Problems and tasks:
[a] Find every line in the rows that contains the string "spoon", and copy each of those lines. Case counts.
[b] Pick up the Berkeley chemical engineering summary after its final sentence and continue writing it.

Source:
═══

University Of California, Berkeley

University and Department Summary

The department is part of the College of Chemistry that contains the departments of Chemistry and of Chemical Engineering. Chemical Engineering is about 50 years old. The early research was in the traditional areas of separations, distillation, computer methods, mass transfer and thermodynamics. However, the flavour of chemical engineering changed in the 80s, and in particular, Berkeley was influenced by the new Bay Area industries – semiconductors and biotechnology. It recruited staff accordingly. There are currently 19 faculty members (including 2 new recruits currently doing post-doctoral research). Previously there were 24 staff but numbers were reduced through an early retirement programme.

Graduating students from Berkeley were not being recruited by a contracting petrochemicals industry (e.g. Chevron previously employed 3000 staff now only 300) and were going to the newer industries. This clearly influenced the research direction of the department. Currently the employment of graduating students is 1/3 electronics, 1/3 biotechnology and 1/3 traditional industries. It is now unusual to see students with PhDs going into the petrochemical industry. About a quarter of PhDs go into academia.

The changes in research at Berkeley in the early 90s were also driven by the interactions with the chemists, eg simulation modelling, statistical mechanics, materials, physical chemistry. The interaction with Chemistry is a dominant feature of chemical engineering in this department. As a result of these interactions, the new areas that chemical engineering moved into included: materials (especially soft materials and polymers); simulation; electronics (materials, processing); catalysis (although interest by students is currently waning); biotechnology; and electrochemistry.

═══

Entries taken from a collection:

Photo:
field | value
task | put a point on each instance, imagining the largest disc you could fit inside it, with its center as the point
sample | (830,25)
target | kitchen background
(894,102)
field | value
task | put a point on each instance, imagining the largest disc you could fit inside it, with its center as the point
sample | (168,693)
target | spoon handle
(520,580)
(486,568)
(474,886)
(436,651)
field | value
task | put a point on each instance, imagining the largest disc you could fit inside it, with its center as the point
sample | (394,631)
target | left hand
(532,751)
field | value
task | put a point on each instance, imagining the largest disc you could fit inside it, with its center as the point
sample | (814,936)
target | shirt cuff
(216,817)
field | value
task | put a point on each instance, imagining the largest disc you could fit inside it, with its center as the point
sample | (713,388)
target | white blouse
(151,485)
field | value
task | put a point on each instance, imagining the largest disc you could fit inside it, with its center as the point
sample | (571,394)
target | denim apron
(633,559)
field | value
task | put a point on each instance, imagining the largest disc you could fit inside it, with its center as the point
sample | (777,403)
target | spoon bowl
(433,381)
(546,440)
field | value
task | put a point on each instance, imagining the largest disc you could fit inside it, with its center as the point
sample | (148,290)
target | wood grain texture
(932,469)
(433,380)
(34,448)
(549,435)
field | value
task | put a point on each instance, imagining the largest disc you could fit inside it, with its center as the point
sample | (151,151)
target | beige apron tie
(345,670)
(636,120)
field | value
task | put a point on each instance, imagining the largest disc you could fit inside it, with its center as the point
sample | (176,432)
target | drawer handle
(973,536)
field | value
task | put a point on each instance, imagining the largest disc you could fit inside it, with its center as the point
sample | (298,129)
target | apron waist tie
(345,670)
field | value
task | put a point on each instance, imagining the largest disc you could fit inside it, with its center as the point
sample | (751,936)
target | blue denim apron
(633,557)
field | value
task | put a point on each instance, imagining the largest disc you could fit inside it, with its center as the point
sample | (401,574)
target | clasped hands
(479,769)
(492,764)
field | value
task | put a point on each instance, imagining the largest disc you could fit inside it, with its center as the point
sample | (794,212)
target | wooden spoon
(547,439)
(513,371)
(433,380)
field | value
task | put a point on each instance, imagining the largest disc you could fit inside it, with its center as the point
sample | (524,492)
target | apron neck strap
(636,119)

═══

Outputs by task:
[a]
target | spoon handle
target | spoon bowl
target | wooden spoon

[b]
It is important to recognise that Tobias started electrochemistry research in chemical engineering in the US, at Berkeley in the 60s. Tobias's students have gone on to become faculty working in electrochemistry in Chemical Engineering departments. One third of processing in the chemical industry is electrochemistry related.

Teaching

Post-Graduates

20-30 PhD students are admitted each year (GPA 3.75, GRE 90%), 2-4 leave in the first semester, and then a fraction might leave at the preliminaries stage with a masters degree (after 2-2 1/2 yrs). Direct entry onto the masters programme has the same standard as for doctorate.

In the UC system foreign students cost more and this cost is passed on to the faculty – thus there are only about 2-3 foreign students per year. Costs of a US student are $5-6k/yr, non-US $7.5k/yr

Faculty

Recruitment

The entire faculty has a say in who is recruited, and also the preferred research areas of the new staff. However, in all cases the most outstanding individual will be hired. Current search is looking for individuals in materials, materials synthesis and characterisation. For an assistant professor vacancy there will be about 250 - 300 applicants of which 5-6 will be interviewed. It is common now for new recruit to spend 1 to 2 years doing a post doc, possibly after being offered the position, since this enables them to change direction from their PhD research, and to think about research proposals.

There are few staff recruited at associate and full professor level. It is usual to hire at the assistant professor level and retain. Thus, the majority of the department is home grown. It is recognised that there are problems of hiring staff due to the high cost of living in the Bay Area. The University does not offer financial help.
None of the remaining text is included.